● **BLOC DE TEXTE**:
_ _ _ _ _

J'en viens désormais au contenu proprement dit des projets de loi.

Le titre Ier du projet de loi ordinaire a trait au report du second tour des élections municipales. Comme vous le savez tous, les scientifiques avaient estimé que les conditions sanitaires au dimanche 15 mars n'impliquaient pas la remise en cause du premier tour. Mais leur brusque détérioration et la croissance rapide du nombre de contaminations les a amenés à réviser leur jugement dans les jours qui ont suivi. En responsabilité, le Président de la République a recherché une conciliation entre l'impératif sanitaire et l'expression démocratique. Il a souhaité ce que met en oeuvre le titre Ier : retenir les résultats du premier tour et attendre des circonstances plus propices pour la tenue du second dans de bonnes conditions.

Le dispositif qui vous est proposé est donc le suivant. Dans les communes où le premier tour a permis l'élection de l'ensemble du conseil municipal, ces résultats sont définitifs. Dans les communes ou, au contraire, un second tour sera nécessaire pour déterminer les élus, il se trouve reporté au mois de juin, à une date dont le Gouvernement décidera par décret. Un rapport scientifique sera remis au Parlement le 10 mai pour évaluer les conditions sanitaires qui permettront sa tenue. À défaut, il nous appartiendra de reprogrammer l'élection plus tard.

Comme l'a annoncé le Premier ministre au Sénat, les communes seront gérées dans l'intervalle par les élus municipaux en fonction avant le premier tour. Ce sera le cas jusqu'au second tour dans les communes où celui-ci doit avoir lieu ; dans celles où le premier tour a suffi, cette administration provisoire durera jusqu'à l'amélioration des conditions sanitaires. En effet, devant la crainte des nouveaux élus de se réunir en ces temps d'épidémie, nous attendrons le rapport scientifique pour nous assurer de la levée de tous les risques.

À titre exceptionnel, le Sénat a adopté une série de mesures destinées à faciliter la l'administration des communes pendant cette période. Le quorum d'une moitié exigé pour la validité d'une délibération est abaissé à un tiers. Le nombre de pouvoirs que peut recevoir un membre de l'organe délibérant passe de un à deux. Je précise que ces mesures vaudront pour l'ensemble des collectivités territoriales et groupements, et pas seulement pour les communes.

Les dates limites d'adoption des budgets sont repoussées à juillet. Les équipes prorogées pourront partiellement disposer des sommes prévues pour le précédent exercice.

Cette situation a une conséquence sur le fonctionnement des intercommunalités. Là également, les conseillers communautaires en fonction seront prorogés, voire remplacés s'ils ont perdu leur qualité de conseiller municipal. Toujours pour éviter de multiplier les réunions, le Sénat a remplacé le processus d'élection par le conseil municipal prévu par le Gouvernement par une détermination automatique par la loi pour le cas où le nombre de sièges au sein du conseil communautaire devrait varier à la hausse ou à la baisse en fonction des évolutions démographiques.

_ _ _ _ _

● **DONNÉES FOURNIES**:
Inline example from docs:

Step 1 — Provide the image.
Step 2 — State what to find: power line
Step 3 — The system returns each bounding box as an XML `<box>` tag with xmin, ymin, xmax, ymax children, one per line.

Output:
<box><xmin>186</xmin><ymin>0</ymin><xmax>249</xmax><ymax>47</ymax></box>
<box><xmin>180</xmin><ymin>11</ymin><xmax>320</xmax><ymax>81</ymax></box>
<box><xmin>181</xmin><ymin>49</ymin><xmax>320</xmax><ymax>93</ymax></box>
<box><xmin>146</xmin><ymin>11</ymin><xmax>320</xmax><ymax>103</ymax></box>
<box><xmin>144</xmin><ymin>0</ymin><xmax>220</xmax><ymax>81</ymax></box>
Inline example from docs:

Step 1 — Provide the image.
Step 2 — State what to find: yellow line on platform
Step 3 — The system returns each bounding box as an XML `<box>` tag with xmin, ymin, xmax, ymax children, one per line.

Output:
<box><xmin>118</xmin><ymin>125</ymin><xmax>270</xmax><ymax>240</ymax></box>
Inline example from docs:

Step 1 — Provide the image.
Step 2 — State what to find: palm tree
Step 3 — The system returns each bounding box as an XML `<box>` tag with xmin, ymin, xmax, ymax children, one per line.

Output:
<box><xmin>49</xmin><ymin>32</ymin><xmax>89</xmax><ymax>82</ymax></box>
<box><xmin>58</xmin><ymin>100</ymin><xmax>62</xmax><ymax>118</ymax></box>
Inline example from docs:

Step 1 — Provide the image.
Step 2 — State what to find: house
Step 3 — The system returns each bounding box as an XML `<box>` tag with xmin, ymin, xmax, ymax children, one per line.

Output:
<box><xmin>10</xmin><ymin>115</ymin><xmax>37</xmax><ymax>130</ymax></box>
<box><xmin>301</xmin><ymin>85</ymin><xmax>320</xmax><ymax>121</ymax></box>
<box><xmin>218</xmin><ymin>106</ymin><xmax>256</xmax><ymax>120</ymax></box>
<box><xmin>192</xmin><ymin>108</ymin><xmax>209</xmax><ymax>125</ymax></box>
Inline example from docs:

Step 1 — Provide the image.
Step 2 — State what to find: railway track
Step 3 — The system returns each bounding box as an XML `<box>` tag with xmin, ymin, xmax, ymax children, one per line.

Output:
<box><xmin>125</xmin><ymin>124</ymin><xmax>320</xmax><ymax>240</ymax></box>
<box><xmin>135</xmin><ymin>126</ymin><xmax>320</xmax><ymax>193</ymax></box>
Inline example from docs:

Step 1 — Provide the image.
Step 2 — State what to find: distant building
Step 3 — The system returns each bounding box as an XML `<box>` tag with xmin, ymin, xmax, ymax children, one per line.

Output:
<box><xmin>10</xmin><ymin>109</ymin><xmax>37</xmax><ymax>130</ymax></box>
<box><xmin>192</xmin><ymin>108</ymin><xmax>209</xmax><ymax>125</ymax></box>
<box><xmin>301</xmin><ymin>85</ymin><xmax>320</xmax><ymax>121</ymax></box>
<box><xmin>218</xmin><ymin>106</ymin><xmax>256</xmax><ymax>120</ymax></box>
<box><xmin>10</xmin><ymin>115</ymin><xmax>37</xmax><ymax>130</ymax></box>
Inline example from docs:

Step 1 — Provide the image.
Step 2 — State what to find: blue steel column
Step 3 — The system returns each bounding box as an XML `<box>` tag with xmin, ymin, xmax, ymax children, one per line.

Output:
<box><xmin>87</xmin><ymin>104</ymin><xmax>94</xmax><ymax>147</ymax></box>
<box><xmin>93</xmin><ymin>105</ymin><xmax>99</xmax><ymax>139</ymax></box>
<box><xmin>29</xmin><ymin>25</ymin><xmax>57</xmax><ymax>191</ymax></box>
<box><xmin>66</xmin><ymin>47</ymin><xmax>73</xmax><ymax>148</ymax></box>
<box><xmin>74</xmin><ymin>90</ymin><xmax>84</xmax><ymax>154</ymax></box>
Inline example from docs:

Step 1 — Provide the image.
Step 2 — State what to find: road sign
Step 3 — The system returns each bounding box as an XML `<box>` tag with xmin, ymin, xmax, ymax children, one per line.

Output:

_ _ _ _ _

● **VOTRE TÂCHE**: Recopiez mot pour mot l'extrait du texte sur le report du second tour des municipales, en commençant à « Le titre Ier du » et en terminant à « de bonnes conditions. ».

● **SOLUTION ATTENDUE**:
Le titre Ier du projet de loi ordinaire a trait au report du second tour des élections municipales. Comme vous le savez tous, les scientifiques avaient estimé que les conditions sanitaires au dimanche 15 mars n'impliquaient pas la remise en cause du premier tour. Mais leur brusque détérioration et la croissance rapide du nombre de contaminations les a amenés à réviser leur jugement dans les jours qui ont suivi. En responsabilité, le Président de la République a recherché une conciliation entre l'impératif sanitaire et l'expression démocratique. Il a souhaité ce que met en oeuvre le titre Ier : retenir les résultats du premier tour et attendre des circonstances plus propices pour la tenue du second dans de bonnes conditions.